» **EXTRACT TO READ**
BEGIN

# Hanomag super power of 1913......



## Spule 4 (Jan 2, 2008)

This photo collection was posted on another forum. Despite having a UK produced VHS tape of the railways of Indonesia, somehow this class of locos missed, a narrow gauge 2-12-2T:

http://www.geoff-plumb.fotopic.net/p39289136.html

They had a lot of Mallets and rack locos too at one time. Interesting place, buying locos from the UK, Swiss, Dutch, Germans and Japanese.


----------



## Dennis Paulson (Jan 2, 2008)

WOW , thanks for that link to all of the photos , different , but steam locos they are .


----------



## Spule 4 (Jan 2, 2008)

The little 2-4-0s have to be some of the prettiest colonial locos ever.


----------



## Paulus (May 31, 2008)

Thanks for sharing Garrett. Very nice locomotives like that little 0-4-0 tramloco (Beyer. Peacock). Colorfull little machine! 
The pictures remind me of photobooks of (often colonial) railroads and trains by Collin Garratt. 
BTW, those overcrowded coaches would be a challenge to model! ;-)


----------



## Spule 4 (Jan 2, 2008)

They would cost $4700 in figures alone!!!!! 

I have several Collin Garratt books, very true. Ditto with Charles S. Small (of LG&B fame).


----------

END

» **GOAL**
Rewrite the stretch of the locomotive thread from "## Paulus (May" through "in figures alone!!!!!", putting "tram engine" in place of "tramloco".

Pointing and labeling entries:
BEGIN

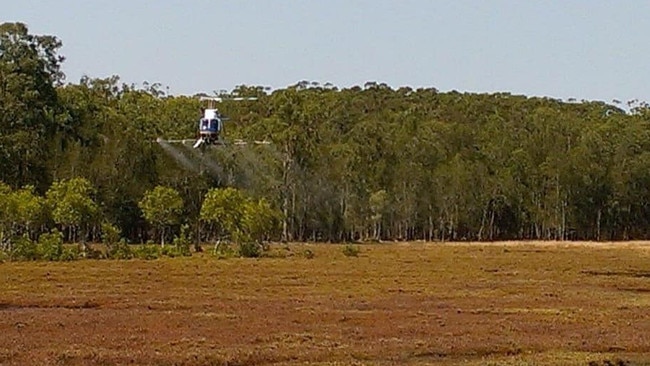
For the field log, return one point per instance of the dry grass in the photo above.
(504, 303)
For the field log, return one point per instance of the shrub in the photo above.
(24, 249)
(70, 254)
(50, 246)
(250, 249)
(308, 253)
(110, 234)
(351, 250)
(182, 243)
(223, 250)
(147, 251)
(120, 250)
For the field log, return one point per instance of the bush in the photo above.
(181, 244)
(351, 250)
(120, 250)
(110, 234)
(250, 249)
(147, 252)
(24, 249)
(308, 253)
(70, 254)
(223, 250)
(50, 246)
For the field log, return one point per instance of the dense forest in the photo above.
(362, 163)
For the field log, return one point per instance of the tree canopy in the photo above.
(365, 162)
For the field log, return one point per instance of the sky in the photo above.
(583, 49)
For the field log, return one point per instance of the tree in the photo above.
(72, 206)
(225, 210)
(29, 73)
(162, 207)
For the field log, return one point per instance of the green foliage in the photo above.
(223, 250)
(308, 254)
(181, 245)
(147, 252)
(50, 246)
(110, 234)
(349, 164)
(250, 249)
(24, 249)
(239, 217)
(350, 250)
(71, 203)
(120, 250)
(162, 207)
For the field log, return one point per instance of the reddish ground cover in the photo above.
(503, 303)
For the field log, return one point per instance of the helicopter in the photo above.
(210, 127)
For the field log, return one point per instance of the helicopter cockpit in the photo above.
(209, 125)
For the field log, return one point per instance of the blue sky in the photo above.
(588, 49)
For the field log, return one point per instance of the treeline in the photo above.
(362, 163)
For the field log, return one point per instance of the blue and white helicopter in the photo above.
(210, 127)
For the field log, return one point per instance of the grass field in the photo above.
(413, 304)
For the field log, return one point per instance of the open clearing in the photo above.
(502, 303)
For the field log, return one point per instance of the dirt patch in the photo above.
(406, 304)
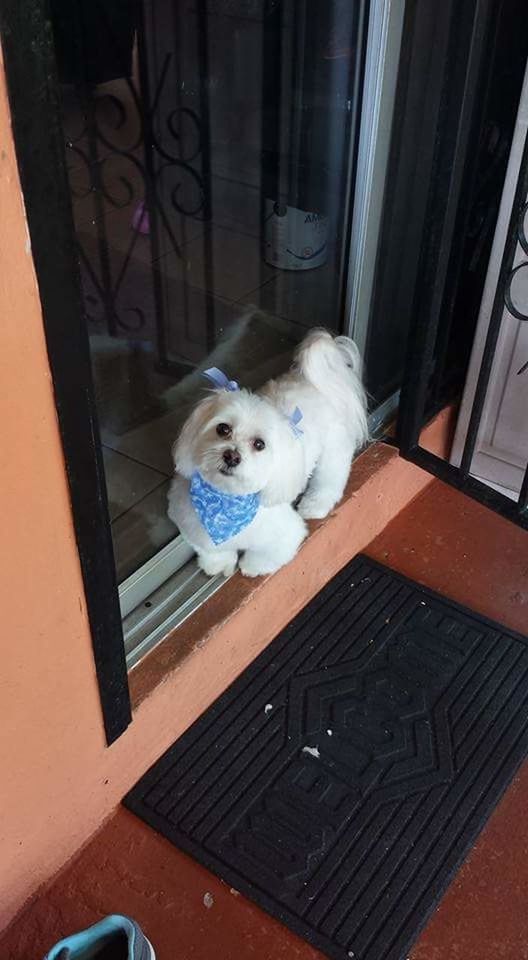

END

» **RESPONSE FOR THIS EXERCISE**
## Paulus (May 31, 2008)

Thanks for sharing Garrett. Very nice locomotives like that little 0-4-0 tram engine (Beyer. Peacock). Colorfull little machine! 
The pictures remind me of photobooks of (often colonial) railroads and trains by Collin Garratt. 
BTW, those overcrowded coaches would be a challenge to model! ;-)


----------



## Spule 4 (Jan 2, 2008)

They would cost $4700 in figures alone!!!!!